# EXERCISE TASK
Render every line of the material below as a numbered list, omitting any blank lines.

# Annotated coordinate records
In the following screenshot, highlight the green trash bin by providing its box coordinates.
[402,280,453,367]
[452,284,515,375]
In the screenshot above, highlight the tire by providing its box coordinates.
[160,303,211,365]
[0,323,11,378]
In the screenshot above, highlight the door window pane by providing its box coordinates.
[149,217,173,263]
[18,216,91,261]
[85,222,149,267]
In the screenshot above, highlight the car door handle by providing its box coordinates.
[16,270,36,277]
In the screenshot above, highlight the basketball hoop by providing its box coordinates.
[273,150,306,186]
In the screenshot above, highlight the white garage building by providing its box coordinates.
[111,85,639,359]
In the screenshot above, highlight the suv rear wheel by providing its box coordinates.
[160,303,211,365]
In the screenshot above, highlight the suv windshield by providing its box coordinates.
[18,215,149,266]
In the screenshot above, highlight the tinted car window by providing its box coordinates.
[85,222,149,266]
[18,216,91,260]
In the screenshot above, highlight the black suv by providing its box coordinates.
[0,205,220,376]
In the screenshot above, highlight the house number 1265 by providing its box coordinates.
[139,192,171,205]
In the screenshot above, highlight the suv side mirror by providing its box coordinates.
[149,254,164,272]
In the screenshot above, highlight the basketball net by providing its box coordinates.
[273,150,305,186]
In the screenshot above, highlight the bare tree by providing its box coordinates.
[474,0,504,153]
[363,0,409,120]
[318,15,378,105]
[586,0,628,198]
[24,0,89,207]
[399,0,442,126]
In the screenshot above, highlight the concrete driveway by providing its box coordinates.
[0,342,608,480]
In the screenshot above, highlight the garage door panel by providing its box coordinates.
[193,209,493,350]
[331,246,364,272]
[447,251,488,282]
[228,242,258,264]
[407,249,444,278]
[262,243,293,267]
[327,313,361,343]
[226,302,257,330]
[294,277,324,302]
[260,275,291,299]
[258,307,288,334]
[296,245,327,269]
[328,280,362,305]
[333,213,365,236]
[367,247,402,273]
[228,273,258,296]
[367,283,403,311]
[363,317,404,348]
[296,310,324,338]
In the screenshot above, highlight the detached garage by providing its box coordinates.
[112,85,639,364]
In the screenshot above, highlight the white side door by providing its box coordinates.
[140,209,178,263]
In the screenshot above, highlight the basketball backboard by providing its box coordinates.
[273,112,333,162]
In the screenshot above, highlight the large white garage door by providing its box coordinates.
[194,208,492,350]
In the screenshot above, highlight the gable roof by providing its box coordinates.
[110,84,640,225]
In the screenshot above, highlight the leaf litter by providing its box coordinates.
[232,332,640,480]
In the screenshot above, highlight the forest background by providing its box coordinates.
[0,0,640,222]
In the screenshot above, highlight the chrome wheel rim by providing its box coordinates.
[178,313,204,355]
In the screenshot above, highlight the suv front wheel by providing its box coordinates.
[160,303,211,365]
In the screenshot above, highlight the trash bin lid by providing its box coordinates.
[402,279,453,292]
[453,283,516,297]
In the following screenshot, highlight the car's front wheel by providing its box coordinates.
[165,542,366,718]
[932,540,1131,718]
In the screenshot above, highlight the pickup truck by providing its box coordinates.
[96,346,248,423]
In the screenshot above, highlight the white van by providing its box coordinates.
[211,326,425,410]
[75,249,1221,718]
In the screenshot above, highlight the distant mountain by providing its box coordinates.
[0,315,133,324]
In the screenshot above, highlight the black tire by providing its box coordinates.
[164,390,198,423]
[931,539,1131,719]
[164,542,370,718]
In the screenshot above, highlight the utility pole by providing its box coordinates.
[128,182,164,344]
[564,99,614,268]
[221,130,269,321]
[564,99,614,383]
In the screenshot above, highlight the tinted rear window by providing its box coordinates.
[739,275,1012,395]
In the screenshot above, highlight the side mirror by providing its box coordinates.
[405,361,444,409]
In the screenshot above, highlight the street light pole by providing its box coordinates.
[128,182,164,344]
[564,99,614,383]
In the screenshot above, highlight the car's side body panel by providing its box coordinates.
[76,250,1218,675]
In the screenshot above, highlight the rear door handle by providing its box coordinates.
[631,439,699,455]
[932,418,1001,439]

# TASK OUTPUT
1. In the following screenshot, highlight the green trash bin by providing its box coordinates.
2. [402,280,453,367]
3. [452,284,515,375]
4. In the screenshot above, highlight the tire by providing its box coordinates.
5. [160,303,211,365]
6. [0,323,11,378]
7. In the screenshot above, highlight the door window pane by providing its box coordinates.
8. [149,217,173,263]
9. [18,216,91,261]
10. [85,222,149,267]
11. In the screenshot above, highlight the car door handle by providing its box coordinates.
12. [16,270,36,277]
13. In the screenshot above, highlight the basketball hoop by providing its box coordinates.
14. [273,150,306,186]
15. In the screenshot above, highlight the white garage building by providing its box coordinates.
16. [111,85,639,359]
17. In the screenshot above, highlight the suv rear wheel by providing its box coordinates.
18. [160,303,211,365]
19. In the screenshot above, highlight the suv windshield by providing its box coordinates.
20. [18,215,149,266]
21. In the screenshot above, highlight the tinted car window by providing its box coordinates.
22. [85,222,149,266]
23. [18,216,91,260]
24. In the screenshot above, highlight the black suv by providing its box coordinates.
25. [0,205,220,376]
26. In the screenshot above, highlight the house number 1265 by providing its box coordinates.
27. [139,192,171,205]
28. In the screenshot above, highlight the suv side mirror by providing its box coordinates.
29. [149,254,164,272]
30. In the screenshot above, highlight the basketball net by providing its box coordinates.
31. [273,150,305,186]
32. In the screenshot above, highlight the bare tree by providing its box coordinates.
33. [474,0,504,153]
34. [363,0,409,120]
35. [318,15,378,105]
36. [586,0,628,198]
37. [24,0,89,207]
38. [399,0,442,126]
39. In the screenshot above, highlight the concrete driveway by providing its box coordinates.
40. [0,342,608,480]
41. In the screenshot above, highlight the garage door panel by providing its box coordinates.
42. [193,209,493,350]
43. [331,246,364,272]
44. [447,251,488,282]
45. [228,242,258,264]
46. [407,249,444,278]
47. [262,243,293,267]
48. [327,313,361,343]
49. [226,302,257,330]
50. [294,277,324,302]
51. [260,275,291,299]
52. [258,307,288,334]
53. [296,245,327,269]
54. [328,280,362,305]
55. [333,213,365,236]
56. [367,247,402,273]
57. [228,273,258,296]
58. [367,283,403,311]
59. [363,317,404,348]
60. [296,310,324,338]
61. In the screenshot above, highlight the detached garage by providing its box coordinates.
62. [112,85,639,364]
63. In the screenshot above, highlight the white side door by providing its box coordinates.
64. [140,209,178,263]
65. In the screenshot above, highlight the basketball backboard by providing its box coordinates.
66. [273,112,333,162]
67. In the screenshot above, highlight the large white garage door by providing its box coordinates.
68. [194,208,492,350]
69. In the screenshot above, highlight the gable roof by providing its box coordinates.
70. [110,84,640,225]
71. In the screenshot above, highlight the leaf litter by providing its box coordinates.
72. [232,332,640,480]
73. In the screenshot above, highlight the forest background by providing its box coordinates.
74. [0,0,640,222]
75. In the screenshot above, highlight the chrome wheel rim by providing its box coordinates.
76. [178,313,204,355]
77. In the screenshot above, highlight the suv front wheel by providing its box coordinates.
78. [160,303,211,365]
79. In the screenshot above, highlight the trash bin lid by providing its box coordinates.
80. [402,279,453,292]
81. [453,283,516,297]
82. In the following screenshot, highlight the car's front wheel by providing its box coordinates.
83. [165,542,366,718]
84. [932,540,1131,718]
85. In the screenshot above, highlight the pickup truck by providing its box coordinates.
86. [96,346,248,423]
87. In the screenshot above, highlight the white van by providing its box coordinates.
88. [211,326,425,410]
89. [75,249,1221,718]
90. In the screenshot above, highlight the distant mountain by providing its box coordinates.
91. [0,315,133,324]
92. In the screenshot above, highlight the black tire by providing its box coordinates.
93. [164,390,198,423]
94. [931,539,1131,719]
95. [164,542,370,718]
96. In the screenshot above, highlight the utility pole by providing its box coordinates.
97. [128,182,164,344]
98. [564,99,614,268]
99. [221,130,269,321]
100. [564,99,614,383]
101. In the screenshot above, highlight the tinted rear window by providing its box coordinates.
102. [739,275,1012,395]
103. In the screenshot above, highlight the side mirror by providing its box coordinates.
104. [405,361,444,409]
105. In the screenshot above, highlight the street light pole by providing its box coordinates.
106. [128,182,164,344]
107. [564,99,614,383]
108. In the screenshot above, highlight the car's side body panel by providing its box coordinates.
109. [76,250,1218,675]
110. In the screenshot above, highlight the rear door handle by providing its box coordinates.
111. [631,439,699,455]
112. [932,418,1001,439]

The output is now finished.